• **Text provided**

* START *

For more information, you can access Vitro's Website at:
http://www.vitro.com
For more
information, please contact:
Investor Relations
Adrian Meouchi /Angel Estrada
Vitro S.A.B. de C.V.
+ (52) 81-8863-1765 / 1730
ameouchi@vitro.com
aestradag@vitro.com
|
U.S. Agency
Susan Borinelli / Barbara Cano
Breakstone Group
(646) 452-2334
sborinelli@breakstone-group.com
bcano@breakstone-group.com
|
Media Relations
Albert Chico / Roberto Riva
Vitro, S. A. B. de C.V.
+52 (81) 8863-1661/1689
achico@vitro.com
rriva@vitro.com
|
SIGNATURES
Pursuant
to the requirements of the Securities Exchange Act of 1934, the registrant has
duly caused this report to be signed on it's behalf by the undersigned,
thereunto duly authorized.
VITRO, S.A.B. DE C.V.
By
/s/ Claudio L. Del Valle Cabello
Name: Claudio L. Del Valle
Cabello
Title: Attorney in Fact
Date: April 30, 2009
Below is additional information
regarding the position of derivative financial instruments at the end of the
first quarter, requested by the Mexican Authorities "Comision Nacional Bancaria
y de Valores" (unofficial English translation for readers' convenience).
A.
Qualitative and quantitative information
Issuers must include the information to assess the importance of
derivatives to the financial position and results of the Company (Vitro, S.A.B. de
C.V. and its Subsidiaries "the Company"), including, but not limited, to the
following:
1. Management discussion on policies for the use of
derivative financial instruments, explaining whether these policies allow
these instruments to be used solely for hedging purposes or for other purposes, such as negotiation.
The Company's policy is to use derivative financial instruments (DFIs) to
mitigate its exposure to liquidity and market risks related to its production
and financial operations, caused mainly by its natural gas needs, as well as by
future commitments made in foreign currencies. The DFIs that the Company uses to
mitigate the aforementioned risks are Swaps, Options and Forwards, both simple
and structured, the latter in order to obtain better conditions, such as a
reduction or fees elimination.

* END *

• **Tasks and exercises**
- 1) Update the stretch of the Vitro report from "For more information, you" through "Vitro S.A.B. de C.V.", replacing "Investor Relations" with "Shareholder Relations".
- 2) Continue the Vitro report from its final sentence onward.

• **Raw data**
* START *

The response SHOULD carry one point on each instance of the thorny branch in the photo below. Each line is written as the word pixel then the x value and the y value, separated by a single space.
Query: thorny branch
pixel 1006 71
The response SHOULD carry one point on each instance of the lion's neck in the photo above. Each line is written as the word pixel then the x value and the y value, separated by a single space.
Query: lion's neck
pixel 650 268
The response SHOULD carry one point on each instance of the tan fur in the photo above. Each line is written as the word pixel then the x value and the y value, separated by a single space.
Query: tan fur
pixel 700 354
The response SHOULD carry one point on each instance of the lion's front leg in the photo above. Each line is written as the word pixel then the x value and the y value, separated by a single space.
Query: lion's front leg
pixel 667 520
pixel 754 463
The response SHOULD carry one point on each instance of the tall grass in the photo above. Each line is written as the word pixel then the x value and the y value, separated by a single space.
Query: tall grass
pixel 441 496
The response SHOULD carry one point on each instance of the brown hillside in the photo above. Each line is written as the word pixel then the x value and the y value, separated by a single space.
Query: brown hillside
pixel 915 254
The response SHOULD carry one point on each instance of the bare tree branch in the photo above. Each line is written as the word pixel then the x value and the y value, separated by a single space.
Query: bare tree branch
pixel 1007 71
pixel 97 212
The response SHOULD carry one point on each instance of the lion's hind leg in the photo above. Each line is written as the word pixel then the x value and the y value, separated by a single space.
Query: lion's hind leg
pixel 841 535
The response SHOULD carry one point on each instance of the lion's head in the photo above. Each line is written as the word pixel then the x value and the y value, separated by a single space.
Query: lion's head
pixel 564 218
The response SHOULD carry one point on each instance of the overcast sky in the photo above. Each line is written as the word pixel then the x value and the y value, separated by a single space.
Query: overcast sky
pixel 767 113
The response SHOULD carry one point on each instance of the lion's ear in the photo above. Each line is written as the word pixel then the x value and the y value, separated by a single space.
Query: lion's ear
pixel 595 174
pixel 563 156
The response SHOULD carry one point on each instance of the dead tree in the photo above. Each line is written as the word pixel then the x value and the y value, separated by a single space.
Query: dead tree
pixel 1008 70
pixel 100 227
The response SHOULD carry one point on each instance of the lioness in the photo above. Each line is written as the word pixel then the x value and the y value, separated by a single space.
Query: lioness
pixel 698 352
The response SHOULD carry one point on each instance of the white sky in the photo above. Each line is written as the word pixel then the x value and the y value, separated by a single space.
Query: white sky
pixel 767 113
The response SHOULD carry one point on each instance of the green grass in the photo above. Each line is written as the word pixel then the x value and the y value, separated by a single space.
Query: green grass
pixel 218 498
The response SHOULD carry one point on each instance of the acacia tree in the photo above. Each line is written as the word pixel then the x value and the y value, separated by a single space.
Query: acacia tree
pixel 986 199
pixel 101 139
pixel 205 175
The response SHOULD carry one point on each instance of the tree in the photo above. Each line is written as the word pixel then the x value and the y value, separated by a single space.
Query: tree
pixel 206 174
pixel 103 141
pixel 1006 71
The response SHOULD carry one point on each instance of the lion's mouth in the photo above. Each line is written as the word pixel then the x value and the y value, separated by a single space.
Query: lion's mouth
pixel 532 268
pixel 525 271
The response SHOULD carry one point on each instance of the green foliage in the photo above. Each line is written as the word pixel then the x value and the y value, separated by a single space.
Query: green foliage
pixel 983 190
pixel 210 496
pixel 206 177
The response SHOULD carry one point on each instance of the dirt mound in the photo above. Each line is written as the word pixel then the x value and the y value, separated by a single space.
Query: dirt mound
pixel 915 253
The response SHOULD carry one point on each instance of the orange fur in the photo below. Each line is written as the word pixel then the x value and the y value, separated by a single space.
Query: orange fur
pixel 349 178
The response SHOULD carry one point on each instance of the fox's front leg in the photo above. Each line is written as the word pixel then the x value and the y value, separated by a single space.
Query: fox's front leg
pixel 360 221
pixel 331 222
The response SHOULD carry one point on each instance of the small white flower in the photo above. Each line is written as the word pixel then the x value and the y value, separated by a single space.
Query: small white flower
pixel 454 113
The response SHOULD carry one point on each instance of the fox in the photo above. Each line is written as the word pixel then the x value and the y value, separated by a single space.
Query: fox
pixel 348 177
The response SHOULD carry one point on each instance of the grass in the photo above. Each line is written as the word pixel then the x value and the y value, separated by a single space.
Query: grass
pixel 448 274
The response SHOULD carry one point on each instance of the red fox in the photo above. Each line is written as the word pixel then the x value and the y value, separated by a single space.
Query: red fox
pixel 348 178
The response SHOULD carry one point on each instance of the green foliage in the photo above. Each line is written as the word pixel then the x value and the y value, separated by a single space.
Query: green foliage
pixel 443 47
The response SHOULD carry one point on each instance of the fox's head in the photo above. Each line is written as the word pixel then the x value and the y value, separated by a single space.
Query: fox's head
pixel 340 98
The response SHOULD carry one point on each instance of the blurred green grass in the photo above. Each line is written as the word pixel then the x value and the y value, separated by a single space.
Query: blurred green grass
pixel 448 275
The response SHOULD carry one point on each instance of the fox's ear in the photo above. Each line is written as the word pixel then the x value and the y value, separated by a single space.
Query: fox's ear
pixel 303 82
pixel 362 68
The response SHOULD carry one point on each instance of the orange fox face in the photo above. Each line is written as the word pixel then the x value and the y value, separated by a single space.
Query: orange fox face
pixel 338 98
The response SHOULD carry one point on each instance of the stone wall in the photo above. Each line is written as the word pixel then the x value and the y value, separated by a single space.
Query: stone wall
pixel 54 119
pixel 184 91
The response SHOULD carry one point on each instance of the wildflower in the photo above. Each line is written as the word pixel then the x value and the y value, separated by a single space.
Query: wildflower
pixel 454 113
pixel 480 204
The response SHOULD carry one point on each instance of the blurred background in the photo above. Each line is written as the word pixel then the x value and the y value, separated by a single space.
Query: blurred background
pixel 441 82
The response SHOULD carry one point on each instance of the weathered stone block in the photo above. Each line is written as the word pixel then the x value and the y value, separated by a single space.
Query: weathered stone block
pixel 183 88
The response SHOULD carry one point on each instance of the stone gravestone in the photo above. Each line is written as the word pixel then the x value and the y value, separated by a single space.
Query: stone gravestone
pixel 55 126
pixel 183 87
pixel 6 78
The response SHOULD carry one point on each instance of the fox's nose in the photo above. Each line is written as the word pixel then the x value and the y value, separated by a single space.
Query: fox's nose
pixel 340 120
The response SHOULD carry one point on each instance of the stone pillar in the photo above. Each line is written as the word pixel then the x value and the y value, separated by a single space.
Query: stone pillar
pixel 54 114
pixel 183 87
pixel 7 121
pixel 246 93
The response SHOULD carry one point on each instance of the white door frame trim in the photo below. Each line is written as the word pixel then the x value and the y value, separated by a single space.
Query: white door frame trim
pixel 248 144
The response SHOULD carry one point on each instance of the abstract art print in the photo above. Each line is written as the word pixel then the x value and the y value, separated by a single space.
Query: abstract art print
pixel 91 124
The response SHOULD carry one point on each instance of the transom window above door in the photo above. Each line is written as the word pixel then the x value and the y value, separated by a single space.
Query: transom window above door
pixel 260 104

* END *

• **Task responses**
- 1)
For more information, you can access Vitro's Website at:
http://www.vitro.com
For more
information, please contact:
Shareholder Relations
Adrian Meouchi /Angel Estrada
Vitro S.A.B. de C.V.

- 2)
From an economic point of view, DFIs are entered for hedging purposes,
however, for accounting purposes DFIs have not been designated as hedges because
they do not meet all the requirements of the Mexican Financial Reporting
Standards and therefore have been classified as negotiation instruments. DFIs
employed by the Company are operated in the Over the Counter (OTC) market with
international financial institutions. The main conditions of the transactions
refer to the obligation to buy or sell a certain underlying given certain
characteristics such as cap rate, trigger level, spread, strike, among others.
The counterparties act as the calculation agent for the valuations of the
operations that the Company holds, in accordance with what is set out in the
contracts of the International Securities Dealers Association (ISDA).
The counterparties with whom the Company has performed DFIs are Credit Suisse,
Citibank, Deutsche Bank, Merrill Lynch, Calyon, Barclays, Morgan Stanley,
Cargill and PEMEX.
Since the counterparties with whom the Company performs DFIs are considered
highly solvents, there is no formal guarantees policy and credit lines. However,
ISDA contracts establish regulatory framework regarding those requirements.
The Company has a policy for Financial Derivatives Instruments Operations ("the
policy") which sets guidelines for the analysis, negotiation, authorization,
contracting, operating, monitoring and recording DFIs, in order to analyze the
risk exposure to financial markets, commodities and fluctuations in the economic
and financial variables. All the above mentioned is on the premise that it is
forbidden to celebrate DFIs for speculative purposes.
For the risk strategies and the surveillance regarding the compliance of the
chosen risk, there is a Risk Committee (RC) which acts in compliance with the
policy, and which is comprised by various Company officials.
The RC must meet at least once a month and the agenda is developed and
presented by the Company's Risk Administration (RA) department, who documents
the issues and agreements addressed at these meetings.
The DFIs celebrated by the Company, are executed by the RA department who
analyzes, reports and trades these instruments.
The policy also establishes that transactions must be authorized by different
organizational levels according to the notional amounts.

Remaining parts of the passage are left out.